● About this exercise
The records below must be reproduced exactly. Strip out the pictures.

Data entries
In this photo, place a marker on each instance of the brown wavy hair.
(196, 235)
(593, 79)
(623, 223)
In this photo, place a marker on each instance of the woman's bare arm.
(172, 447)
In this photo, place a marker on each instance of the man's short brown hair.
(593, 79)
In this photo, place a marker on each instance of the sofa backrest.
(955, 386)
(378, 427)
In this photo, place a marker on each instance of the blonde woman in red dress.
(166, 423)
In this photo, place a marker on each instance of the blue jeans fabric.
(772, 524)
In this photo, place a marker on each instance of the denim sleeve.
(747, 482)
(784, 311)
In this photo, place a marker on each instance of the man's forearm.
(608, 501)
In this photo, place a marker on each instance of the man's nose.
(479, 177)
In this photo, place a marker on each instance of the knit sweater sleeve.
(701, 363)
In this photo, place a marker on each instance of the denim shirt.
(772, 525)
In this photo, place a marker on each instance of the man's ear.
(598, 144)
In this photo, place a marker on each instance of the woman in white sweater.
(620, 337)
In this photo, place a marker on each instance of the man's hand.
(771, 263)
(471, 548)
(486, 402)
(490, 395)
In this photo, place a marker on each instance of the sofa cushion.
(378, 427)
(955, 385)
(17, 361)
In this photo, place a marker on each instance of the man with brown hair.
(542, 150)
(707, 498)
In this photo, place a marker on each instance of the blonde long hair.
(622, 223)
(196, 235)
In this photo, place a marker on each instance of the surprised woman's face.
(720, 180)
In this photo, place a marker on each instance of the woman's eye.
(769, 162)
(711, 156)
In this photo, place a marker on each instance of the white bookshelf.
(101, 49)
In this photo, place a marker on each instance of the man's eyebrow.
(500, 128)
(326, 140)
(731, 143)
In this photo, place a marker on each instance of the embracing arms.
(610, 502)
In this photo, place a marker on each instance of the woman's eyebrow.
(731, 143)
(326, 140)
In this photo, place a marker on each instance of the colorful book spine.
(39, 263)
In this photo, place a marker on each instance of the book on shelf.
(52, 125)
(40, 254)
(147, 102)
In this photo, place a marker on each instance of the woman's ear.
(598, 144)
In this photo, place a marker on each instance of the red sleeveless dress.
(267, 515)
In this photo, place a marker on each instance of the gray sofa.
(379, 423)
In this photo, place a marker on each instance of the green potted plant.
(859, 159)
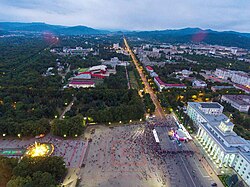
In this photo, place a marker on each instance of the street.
(189, 170)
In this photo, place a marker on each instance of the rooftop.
(239, 99)
(210, 105)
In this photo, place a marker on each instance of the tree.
(43, 179)
(20, 182)
(6, 167)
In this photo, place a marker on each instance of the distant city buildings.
(239, 102)
(216, 135)
(199, 84)
(237, 77)
(113, 62)
(161, 85)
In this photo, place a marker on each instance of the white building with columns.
(217, 137)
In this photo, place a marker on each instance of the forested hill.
(37, 27)
(226, 38)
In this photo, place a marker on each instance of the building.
(239, 102)
(237, 77)
(82, 84)
(113, 62)
(162, 85)
(241, 78)
(116, 46)
(223, 146)
(243, 88)
(199, 84)
(223, 73)
(149, 69)
(216, 88)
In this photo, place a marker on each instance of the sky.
(132, 14)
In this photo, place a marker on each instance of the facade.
(216, 135)
(82, 84)
(216, 88)
(237, 77)
(149, 69)
(199, 84)
(223, 73)
(116, 46)
(241, 78)
(239, 102)
(161, 85)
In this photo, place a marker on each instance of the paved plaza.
(71, 150)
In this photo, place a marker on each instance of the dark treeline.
(38, 171)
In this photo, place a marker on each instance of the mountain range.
(186, 35)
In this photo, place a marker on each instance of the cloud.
(132, 14)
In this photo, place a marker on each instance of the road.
(188, 171)
(159, 113)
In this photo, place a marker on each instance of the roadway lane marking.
(187, 171)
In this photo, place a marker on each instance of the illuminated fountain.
(40, 149)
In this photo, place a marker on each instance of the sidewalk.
(209, 165)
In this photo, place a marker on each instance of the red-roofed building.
(149, 69)
(241, 87)
(82, 84)
(161, 85)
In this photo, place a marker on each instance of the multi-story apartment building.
(216, 135)
(239, 102)
(237, 77)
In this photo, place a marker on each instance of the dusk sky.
(132, 14)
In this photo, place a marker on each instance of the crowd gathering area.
(72, 150)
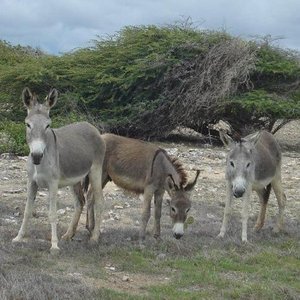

● Your response
In this photo, place a marker on each instance of the brown wavy hair.
(196, 235)
(593, 79)
(623, 223)
In this photo, place a marker on each instance of the woman's bare arm.
(172, 447)
In this photo, place a marker on each instance of the man's short brown hair.
(593, 79)
In this photo, place a marker on each instance of the sofa backrest.
(955, 386)
(378, 427)
In this photo, place a marker on each instance of the blonde woman in red dress.
(166, 423)
In this photo, place a marker on each instance of the blue jeans fabric.
(772, 524)
In this photo, place a marker on each instance of the denim sleeve.
(747, 482)
(784, 311)
In this photo, place a marker on each instance of the man's forearm.
(608, 501)
In this photo, place a marker on each instance of the man's nose.
(479, 177)
In this photo, place a marker on each instance of the knit sweater sleeve.
(701, 363)
In this photo, place a marker on each instance of the denim shirt.
(772, 525)
In this photo, place a marker on each instance of the man's ear.
(598, 144)
In this photo, place a marker on each instance of the woman in white sweater.
(620, 337)
In this photo, place a marker on each instance of the man's hand.
(771, 263)
(471, 548)
(486, 402)
(490, 395)
In this photo, place a marker on each instance of the sofa cushion.
(378, 427)
(955, 385)
(17, 361)
In this photo, place a marker on each instance of the man with brown hair.
(542, 150)
(707, 498)
In this photo, place a marker on each instance of the blonde long hair.
(622, 223)
(196, 235)
In this photo, place a marker on each instance of the surprised woman's face.
(720, 180)
In this photo, place a marker on each instance of the woman's eye.
(769, 162)
(711, 156)
In this photo, place a marker on each instance of the white bookshelf.
(101, 49)
In this photo, place a marker on each instance of the man's eyebrow.
(500, 128)
(326, 140)
(731, 143)
In this photo, place a marker on each instance of the embracing arms.
(610, 502)
In this photo, place a marker on each instance of the woman's eyebrow.
(731, 143)
(326, 140)
In this photo, place a marker on each instance of the colorful book spine.
(39, 263)
In this photo, place a marker on each instance of the book on shelf.
(52, 125)
(40, 254)
(147, 102)
In this photo, place a marker on each instance of the woman's ear.
(598, 144)
In this photo, place a marker on each instance of the red sleeveless dress.
(267, 515)
In this photo, place a marker on each instance of the gray sofa.
(379, 423)
In this photo, place a marker on each instance of the green potted plant.
(859, 159)
In this photo, place a marker on each instance of the street.
(189, 170)
In this photo, place a marker on each instance of the rooftop.
(239, 99)
(210, 105)
In this photo, place a marker on each instance of the tree.
(43, 179)
(20, 182)
(6, 167)
In this photo, place a marker on each instance of the distant city buildings.
(239, 102)
(216, 135)
(199, 84)
(237, 77)
(113, 62)
(161, 85)
In this photo, place a marker on each instance of the white building with columns.
(217, 137)
In this photo, place a marker on each instance of the forested hill.
(37, 27)
(226, 38)
In this photo, place a marker on each instance of the building.
(239, 102)
(237, 77)
(82, 84)
(113, 62)
(162, 85)
(241, 78)
(116, 46)
(223, 146)
(243, 88)
(199, 84)
(223, 73)
(149, 69)
(216, 88)
In this photo, place a marker on each instance of the sky.
(132, 14)
In this photo, place a marker on each instance of the facade.
(216, 135)
(82, 84)
(216, 88)
(237, 77)
(149, 69)
(199, 84)
(223, 73)
(116, 46)
(241, 78)
(239, 102)
(161, 85)
In this photo, place a marker on each instance of the paved plaza.
(71, 150)
In this photo, place a marker on each instance of the dark treeline.
(38, 171)
In this photo, place a marker on each instance of the mountain range.
(186, 35)
In this photo, place a marker on each instance of the cloud.
(132, 14)
In this photo, place a marker on each instance of the road.
(188, 171)
(159, 113)
In this photo, place a marker on each instance of the roadway lane marking.
(187, 171)
In this photo, place a marker on each instance of the illuminated fountain.
(40, 149)
In this photo, place a marker on each instance of the sidewalk.
(209, 165)
In this photo, place a marker on each instance of the red-roofed building.
(149, 69)
(241, 87)
(82, 84)
(161, 85)
In this photo, place a marker on each instance of the multi-story apartment building.
(216, 135)
(239, 102)
(237, 77)
In this photo, place a marker on each instance of the dusk sky.
(132, 14)
In this photo, place a marker on each instance of the crowd gathering area.
(72, 150)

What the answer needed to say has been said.